Given exercise:
Pick out each line below that contains the string "gray" and copy it in full. Case counts.

Data in this exercise:
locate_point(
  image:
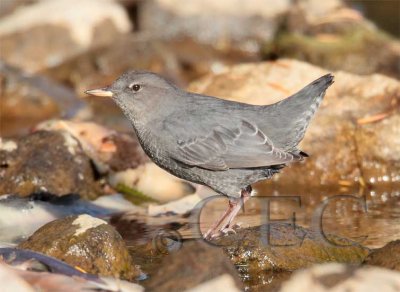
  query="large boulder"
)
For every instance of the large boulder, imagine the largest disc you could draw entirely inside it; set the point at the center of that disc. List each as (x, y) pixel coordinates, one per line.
(353, 138)
(285, 247)
(85, 242)
(339, 277)
(48, 32)
(224, 24)
(333, 36)
(46, 163)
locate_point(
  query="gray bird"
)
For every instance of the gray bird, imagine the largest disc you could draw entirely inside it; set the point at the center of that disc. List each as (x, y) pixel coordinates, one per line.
(222, 144)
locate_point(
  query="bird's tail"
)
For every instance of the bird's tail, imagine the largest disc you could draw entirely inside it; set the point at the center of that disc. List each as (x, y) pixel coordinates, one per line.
(293, 114)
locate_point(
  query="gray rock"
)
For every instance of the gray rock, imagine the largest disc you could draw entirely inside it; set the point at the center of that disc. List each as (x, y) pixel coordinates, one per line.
(194, 264)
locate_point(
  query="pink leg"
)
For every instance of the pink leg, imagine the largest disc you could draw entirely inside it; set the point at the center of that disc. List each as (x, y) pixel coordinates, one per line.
(234, 207)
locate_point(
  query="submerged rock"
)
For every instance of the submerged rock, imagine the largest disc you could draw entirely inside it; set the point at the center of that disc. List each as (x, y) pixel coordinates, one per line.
(283, 248)
(85, 242)
(224, 24)
(14, 279)
(353, 138)
(333, 36)
(194, 264)
(70, 31)
(46, 162)
(338, 277)
(120, 157)
(386, 257)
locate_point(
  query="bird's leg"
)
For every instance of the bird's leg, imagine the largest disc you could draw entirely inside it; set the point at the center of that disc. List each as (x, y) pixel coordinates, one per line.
(234, 207)
(245, 195)
(214, 228)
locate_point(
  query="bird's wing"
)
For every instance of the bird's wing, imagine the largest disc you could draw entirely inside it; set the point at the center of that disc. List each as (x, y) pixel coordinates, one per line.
(242, 145)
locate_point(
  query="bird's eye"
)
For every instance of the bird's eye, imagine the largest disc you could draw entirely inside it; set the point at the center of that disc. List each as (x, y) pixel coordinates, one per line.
(135, 87)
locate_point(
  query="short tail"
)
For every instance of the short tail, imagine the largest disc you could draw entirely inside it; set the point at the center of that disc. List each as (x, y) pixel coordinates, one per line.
(294, 113)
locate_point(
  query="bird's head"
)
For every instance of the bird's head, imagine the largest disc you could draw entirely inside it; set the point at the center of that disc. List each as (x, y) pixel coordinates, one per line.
(138, 92)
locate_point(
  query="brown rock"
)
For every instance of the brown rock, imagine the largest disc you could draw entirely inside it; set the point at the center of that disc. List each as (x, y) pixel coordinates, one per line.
(26, 34)
(196, 263)
(26, 99)
(85, 242)
(333, 36)
(46, 162)
(224, 24)
(339, 139)
(181, 60)
(386, 257)
(338, 277)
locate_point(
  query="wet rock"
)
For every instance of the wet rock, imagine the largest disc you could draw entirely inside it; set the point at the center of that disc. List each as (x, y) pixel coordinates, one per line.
(111, 151)
(330, 35)
(26, 99)
(338, 138)
(196, 263)
(179, 60)
(85, 242)
(9, 6)
(26, 33)
(16, 279)
(220, 283)
(386, 257)
(337, 277)
(223, 24)
(46, 162)
(281, 247)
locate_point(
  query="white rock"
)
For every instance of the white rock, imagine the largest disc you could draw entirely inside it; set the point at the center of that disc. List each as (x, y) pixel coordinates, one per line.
(86, 222)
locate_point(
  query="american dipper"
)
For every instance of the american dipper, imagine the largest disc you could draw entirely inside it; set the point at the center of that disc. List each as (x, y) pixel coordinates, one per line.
(222, 144)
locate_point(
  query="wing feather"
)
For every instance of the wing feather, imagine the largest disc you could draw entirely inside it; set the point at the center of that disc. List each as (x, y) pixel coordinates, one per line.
(240, 146)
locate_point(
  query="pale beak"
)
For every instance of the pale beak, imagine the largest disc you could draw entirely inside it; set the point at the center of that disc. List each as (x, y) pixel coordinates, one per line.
(102, 92)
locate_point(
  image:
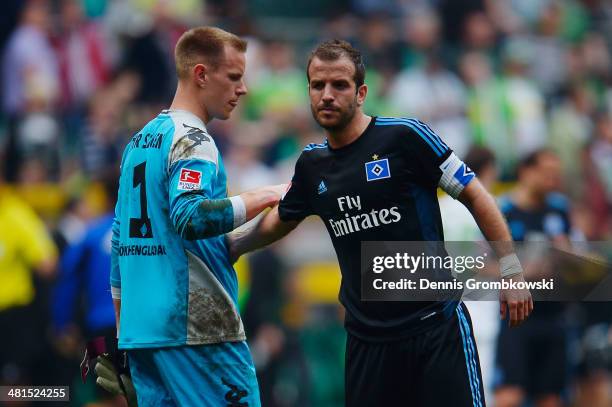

Answer for this exercise:
  query="gray bird"
For every instance of the gray bird, imagine the largest disc you could draw entirely inside it; set the point at the center of that disc. List each as (x, y) pixel coordinates, one per line.
  query="gray rock"
For every instance of the gray rock, imagine the largest disc you could draw entirely inside it; set the point at the center of that disc. List each as (x, y) pixel coordinates, one per line.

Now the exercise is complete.